Week 7 - Memory Optimization: Coalescing, Shared Memory, Tensor Cores¶

7.1 Conceptual Core¶

The naive matmul of week 6 is slow because:
Uncoalesced memory access: adjacent threads read non-adjacent addresses. Each warp issues many memory transactions instead of one.
No data reuse: each element of A is loaded N times from HBM.
No tensor cores: scalar FP32 ops, not 16×16 BF16 GEMM blocks.
Three optimizations, each ~5-10×:
Coalesce-make threads in a warp read adjacent addresses.
Tile in shared memory-a block cooperatively loads a 32×32 tile of A and B into shared memory; each thread computes its output using shared data. Each element of A loaded once per block.
Tensor cores-use wmma (or nvcuda::wmma) intrinsics to issue 16×16 GEMM blocks. ~10× over CUDA cores at BF16.

7.2 Mechanical Detail¶

Coalescing rule: a warp's 32 memory accesses to a 128-byte aligned, contiguous range = 1 transaction. Strided or scattered = up to 32 transactions.
Shared memory bank conflicts: shared memory is divided into 32 banks (4-byte stride). If two threads in a warp access the same bank but different addresses, conflict-serialized. Common with column-major access. Fix: pad arrays (shared_mem[32][33] not [32][32]).
Double buffering: while the SM computes on tile N, asynchronously load tile N+1 with cp.async. The compute hides the load latency. This is software pipelining.

Tensor core usage (CUDA C++):

using namespace nvcuda::wmma;
fragment<matrix_a, 16, 16, 16, half, row_major> a_frag;
fragment<matrix_b, 16, 16, 16, half, col_major> b_frag;
fragment<accumulator, 16, 16, 16, float> c_frag;
load_matrix_sync(a_frag, A_smem, 16);
load_matrix_sync(b_frag, B_smem, 16);
mma_sync(c_frag, a_frag, b_frag, c_frag);
store_matrix_sync(C_gmem, c_frag, N, mem_row_major);

7.3 Lab-"Climb the Roofline"¶

Take your week 6 naive matmul and progressively optimize: 1. Coalesce loads (transpose access pattern). Re-time. 2. Tile in shared memory with 32×32 blocks. Re-time. 3. Double-buffer with cp.async. Re-time. 4. Use tensor cores with BF16. Re-time.

You should reach 30–60% of cuBLAS perf. Document each step's improvement and the residual gap. Read NVIDIA's cutlass examples for the production-grade version.

7.4 Idiomatic & Diagnostic Drill¶

For each version, capture an ncu report. The metrics that matter: sm__cycles_active.avg.pct_of_peak_sustained_elapsed (tensor core utilization), dram__bytes_read.sum (HBM traffic), l1tex__t_sectors_pipe_lsu_mem_global_op_ld.sum (load coalescing).

7.5 Production Slice¶

Production CUDA kernels go through cuBLAS, cuDNN, or CUTLASS, not from-scratch CUDA, in 99% of cases. Read CUTLASS's examples/ directory; understand its template-based GEMM and how it's tuned per architecture.

● TASK A:
Answer these questions from the memory optimization notes:
(i) How many banks is shared memory divided into?
(ii) What share of cuBLAS performance should the lab reach?
(iii) Which ncu metric measures HBM traffic?
● TASK B:
List all the steps of the "Climb the Roofline" lab in the memory optimization notes, in order.
● TASK C:
Copy out the stretch of the memory optimization notes from "No data reuse: each" through "cores at BF16.".

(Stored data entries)

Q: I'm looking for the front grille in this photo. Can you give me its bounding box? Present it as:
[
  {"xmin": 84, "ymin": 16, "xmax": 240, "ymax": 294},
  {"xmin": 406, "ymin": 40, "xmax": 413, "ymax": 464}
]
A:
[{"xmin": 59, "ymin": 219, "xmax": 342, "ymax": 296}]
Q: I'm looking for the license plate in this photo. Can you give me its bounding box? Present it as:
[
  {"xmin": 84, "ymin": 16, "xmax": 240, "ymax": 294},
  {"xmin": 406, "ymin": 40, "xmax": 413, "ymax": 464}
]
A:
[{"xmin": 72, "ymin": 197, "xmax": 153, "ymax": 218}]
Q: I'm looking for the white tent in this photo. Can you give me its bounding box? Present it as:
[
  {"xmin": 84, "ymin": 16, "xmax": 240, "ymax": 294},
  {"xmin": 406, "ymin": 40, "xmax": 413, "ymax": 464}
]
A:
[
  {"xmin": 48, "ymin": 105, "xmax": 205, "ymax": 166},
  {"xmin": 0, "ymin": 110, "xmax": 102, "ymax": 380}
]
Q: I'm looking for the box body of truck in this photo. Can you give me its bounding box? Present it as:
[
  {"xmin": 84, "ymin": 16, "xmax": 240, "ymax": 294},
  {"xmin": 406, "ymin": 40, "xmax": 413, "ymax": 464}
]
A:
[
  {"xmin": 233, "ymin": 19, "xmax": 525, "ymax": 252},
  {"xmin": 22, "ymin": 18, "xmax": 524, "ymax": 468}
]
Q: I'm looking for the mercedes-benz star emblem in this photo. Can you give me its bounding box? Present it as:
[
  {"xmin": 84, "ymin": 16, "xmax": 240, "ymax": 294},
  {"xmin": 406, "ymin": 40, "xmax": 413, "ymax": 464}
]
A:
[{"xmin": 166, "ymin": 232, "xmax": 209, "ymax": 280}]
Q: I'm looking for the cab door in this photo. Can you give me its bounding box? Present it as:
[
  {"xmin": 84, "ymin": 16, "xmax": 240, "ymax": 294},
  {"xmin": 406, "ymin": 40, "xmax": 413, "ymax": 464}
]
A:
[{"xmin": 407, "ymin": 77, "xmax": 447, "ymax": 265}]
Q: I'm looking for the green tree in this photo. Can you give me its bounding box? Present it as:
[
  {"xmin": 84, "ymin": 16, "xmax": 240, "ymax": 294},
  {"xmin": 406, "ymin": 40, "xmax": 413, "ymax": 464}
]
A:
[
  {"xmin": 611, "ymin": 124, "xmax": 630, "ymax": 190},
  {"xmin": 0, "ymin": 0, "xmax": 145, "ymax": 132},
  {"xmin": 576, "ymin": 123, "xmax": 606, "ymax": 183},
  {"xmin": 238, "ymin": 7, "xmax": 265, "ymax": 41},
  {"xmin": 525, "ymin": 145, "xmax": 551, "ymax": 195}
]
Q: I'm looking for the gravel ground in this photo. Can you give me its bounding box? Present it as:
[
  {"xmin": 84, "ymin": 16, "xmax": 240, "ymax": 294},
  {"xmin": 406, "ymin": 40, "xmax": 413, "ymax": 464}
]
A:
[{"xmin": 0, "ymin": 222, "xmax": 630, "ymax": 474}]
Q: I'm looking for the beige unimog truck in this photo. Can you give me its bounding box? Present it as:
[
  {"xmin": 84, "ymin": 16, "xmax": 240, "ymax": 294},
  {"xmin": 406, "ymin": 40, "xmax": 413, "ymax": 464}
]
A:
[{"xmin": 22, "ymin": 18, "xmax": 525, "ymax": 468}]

● YOUR SOLUTION A:
(i) 32 banks
(ii) 30–60%
(iii) dram__bytes_read.sum

● YOUR SOLUTION B:
1. Coalesce loads (transpose access pattern).
2. Tile in shared memory with 32×32 blocks.
3. Double-buffer with cp.async.
4. Use tensor cores with BF16.

● YOUR SOLUTION C:
No data reuse: each element of A is loaded N times from HBM.
No tensor cores: scalar FP32 ops, not 16×16 BF16 GEMM blocks.
Three optimizations, each ~5-10×:
Coalesce-make threads in a warp read adjacent addresses.
Tile in shared memory-a block cooperatively loads a 32×32 tile of A and B into shared memory; each thread computes its output using shared data. Each element of A loaded once per block.
Tensor cores-use wmma (or nvcuda::wmma) intrinsics to issue 16×16 GEMM blocks. ~10× over CUDA cores at BF16.